_GOAL_: Write out every line of the material exactly as it appears.

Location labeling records
>>

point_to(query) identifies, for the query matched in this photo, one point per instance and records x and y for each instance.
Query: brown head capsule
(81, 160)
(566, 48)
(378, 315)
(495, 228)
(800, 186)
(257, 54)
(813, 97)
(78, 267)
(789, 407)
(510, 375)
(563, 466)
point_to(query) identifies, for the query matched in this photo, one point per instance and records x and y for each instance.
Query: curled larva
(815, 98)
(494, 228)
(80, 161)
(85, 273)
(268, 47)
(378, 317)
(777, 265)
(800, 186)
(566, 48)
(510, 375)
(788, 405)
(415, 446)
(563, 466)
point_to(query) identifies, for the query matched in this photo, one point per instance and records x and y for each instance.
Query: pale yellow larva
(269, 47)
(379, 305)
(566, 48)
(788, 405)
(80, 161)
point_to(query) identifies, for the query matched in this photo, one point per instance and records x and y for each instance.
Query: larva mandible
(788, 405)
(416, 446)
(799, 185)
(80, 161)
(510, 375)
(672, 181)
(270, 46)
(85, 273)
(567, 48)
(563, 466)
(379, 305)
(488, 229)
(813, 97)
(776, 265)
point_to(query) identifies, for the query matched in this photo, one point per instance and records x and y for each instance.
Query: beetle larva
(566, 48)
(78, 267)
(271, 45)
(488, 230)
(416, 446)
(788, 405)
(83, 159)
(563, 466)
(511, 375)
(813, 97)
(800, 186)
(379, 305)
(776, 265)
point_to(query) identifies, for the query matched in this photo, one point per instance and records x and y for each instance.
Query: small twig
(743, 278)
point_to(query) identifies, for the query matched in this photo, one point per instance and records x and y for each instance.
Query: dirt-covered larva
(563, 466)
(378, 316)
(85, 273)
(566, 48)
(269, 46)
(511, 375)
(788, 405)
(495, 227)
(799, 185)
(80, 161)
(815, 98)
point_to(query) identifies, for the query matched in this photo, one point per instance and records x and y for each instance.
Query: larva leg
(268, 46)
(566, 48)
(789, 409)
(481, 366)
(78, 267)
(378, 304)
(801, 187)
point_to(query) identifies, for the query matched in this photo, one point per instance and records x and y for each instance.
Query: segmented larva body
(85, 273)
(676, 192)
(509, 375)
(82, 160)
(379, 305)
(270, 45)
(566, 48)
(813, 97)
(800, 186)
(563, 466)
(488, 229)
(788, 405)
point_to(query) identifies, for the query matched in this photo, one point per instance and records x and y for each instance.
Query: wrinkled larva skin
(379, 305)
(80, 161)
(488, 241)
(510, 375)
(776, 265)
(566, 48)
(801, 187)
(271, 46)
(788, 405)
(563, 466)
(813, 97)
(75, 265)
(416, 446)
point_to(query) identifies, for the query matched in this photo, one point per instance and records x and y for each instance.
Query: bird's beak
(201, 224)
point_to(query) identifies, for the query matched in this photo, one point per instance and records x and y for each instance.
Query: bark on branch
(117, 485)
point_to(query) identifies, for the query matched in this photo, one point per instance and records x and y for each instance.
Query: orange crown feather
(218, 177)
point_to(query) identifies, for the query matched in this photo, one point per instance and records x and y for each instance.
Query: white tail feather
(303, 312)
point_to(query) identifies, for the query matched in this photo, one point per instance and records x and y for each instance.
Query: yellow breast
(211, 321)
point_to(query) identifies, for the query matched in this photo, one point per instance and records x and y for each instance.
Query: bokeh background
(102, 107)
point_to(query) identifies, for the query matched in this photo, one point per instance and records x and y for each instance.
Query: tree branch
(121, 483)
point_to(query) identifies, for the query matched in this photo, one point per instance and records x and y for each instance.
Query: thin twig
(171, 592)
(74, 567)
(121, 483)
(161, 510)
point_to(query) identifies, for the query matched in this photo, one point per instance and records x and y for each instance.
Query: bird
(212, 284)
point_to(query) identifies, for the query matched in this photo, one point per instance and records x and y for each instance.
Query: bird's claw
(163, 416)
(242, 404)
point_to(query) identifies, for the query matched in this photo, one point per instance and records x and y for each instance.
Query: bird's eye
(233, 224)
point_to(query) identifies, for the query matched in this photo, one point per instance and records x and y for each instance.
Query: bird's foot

<<

_ANSWER FOR THE TASK_:
point_to(query) identifies, for the query matched in this photo, one point per instance and records x and y for each instance.
Query: brown head capsule
(81, 160)
(566, 48)
(378, 315)
(495, 228)
(800, 186)
(257, 54)
(813, 97)
(78, 267)
(789, 407)
(510, 375)
(563, 466)
point_to(query) identifies, for the query matched in this photo, one point per instance and records x and y for each instance.
Query: curled larva
(815, 98)
(494, 228)
(80, 161)
(85, 273)
(268, 47)
(378, 317)
(777, 265)
(800, 186)
(566, 48)
(510, 375)
(788, 405)
(415, 446)
(563, 466)
point_to(query) identifies, for the query matched in this photo, one point per instance and records x and y for each instance.
Query: pale yellow larva
(269, 47)
(379, 305)
(566, 48)
(788, 405)
(80, 161)
point_to(query) identifies, for the query matched in this photo, one point per instance and records x and y for each instance.
Query: larva mandible
(788, 405)
(416, 446)
(799, 185)
(80, 161)
(510, 375)
(672, 181)
(270, 46)
(85, 273)
(567, 48)
(563, 466)
(379, 305)
(488, 229)
(813, 97)
(776, 265)
point_to(query) identifies, for the query matched in this photo, one point per instance and records x and y for each instance.
Query: beetle larva
(566, 48)
(78, 267)
(271, 45)
(488, 230)
(416, 446)
(788, 405)
(83, 159)
(563, 466)
(511, 375)
(813, 97)
(800, 186)
(379, 305)
(776, 265)
point_to(query) identifies, for the query matched in this photo, one point per instance and records x and y for each instance.
Query: small twig
(743, 278)
point_to(query) identifies, for the query matched in this photo, one point per instance and records x and y for each instance.
Query: dirt-covered larva
(563, 466)
(378, 316)
(85, 273)
(566, 48)
(269, 46)
(511, 375)
(788, 405)
(495, 227)
(799, 185)
(80, 161)
(815, 98)
point_to(query) identifies, for the query matched in this photo, one point per instance and records x and y for each instance.
Query: larva leg
(268, 46)
(566, 48)
(789, 409)
(481, 366)
(78, 267)
(378, 304)
(801, 187)
point_to(query) identifies, for the query matched in this photo, one point per instance and records x and y for each instance.
Query: segmented larva body
(85, 273)
(676, 192)
(509, 375)
(82, 160)
(379, 305)
(270, 45)
(566, 48)
(813, 97)
(800, 186)
(563, 466)
(488, 229)
(788, 405)
point_to(query) identifies, for the query matched in this photo, one point per instance and records x and y for each instance.
Query: wrinkled larva skin
(379, 305)
(80, 161)
(488, 241)
(510, 375)
(776, 265)
(566, 48)
(801, 187)
(271, 46)
(788, 405)
(563, 466)
(813, 97)
(75, 265)
(416, 446)
point_to(query) identifies, for the query matched in this photo, one point per instance and records x and y for each instance.
Query: bird's beak
(201, 224)
point_to(query) identifies, for the query matched in this photo, one point per instance and records x and y for each instance.
Query: bark on branch
(117, 485)
point_to(query) identifies, for the query matched in this photo, one point per instance and records x and y for each instance.
Query: orange crown feather
(218, 177)
point_to(query) identifies, for the query matched in this photo, one point per instance and records x and y for each instance.
Query: white tail feather
(303, 312)
point_to(query) identifies, for the query matched in this photo, one point per instance and records x and y for each instance.
Query: yellow breast
(211, 321)
point_to(query) identifies, for the query matched in this photo, one point per instance and records x and y for each instance.
Query: bokeh background
(102, 107)
point_to(query) identifies, for the query matched in this photo, one point per instance and records x and y for each instance.
Query: tree branch
(121, 483)
point_to(query) identifies, for the query matched in this photo, one point per instance and records x and y for each instance.
Query: thin twig
(171, 592)
(74, 567)
(121, 483)
(161, 510)
point_to(query) identifies, for the query matched in this photo, one point per instance and records x and y for each instance.
Query: bird
(212, 284)
point_to(query) identifies, for the query matched in this photo, one point per instance and records x and y for each instance.
Query: bird's claw
(163, 416)
(242, 404)
point_to(query) identifies, for the query matched in this photo, one point per instance and records x and y for each instance.
Query: bird's eye
(233, 224)
point_to(query) identifies, for the query matched in this photo, one point per instance and records x and y for each instance.
Query: bird's foot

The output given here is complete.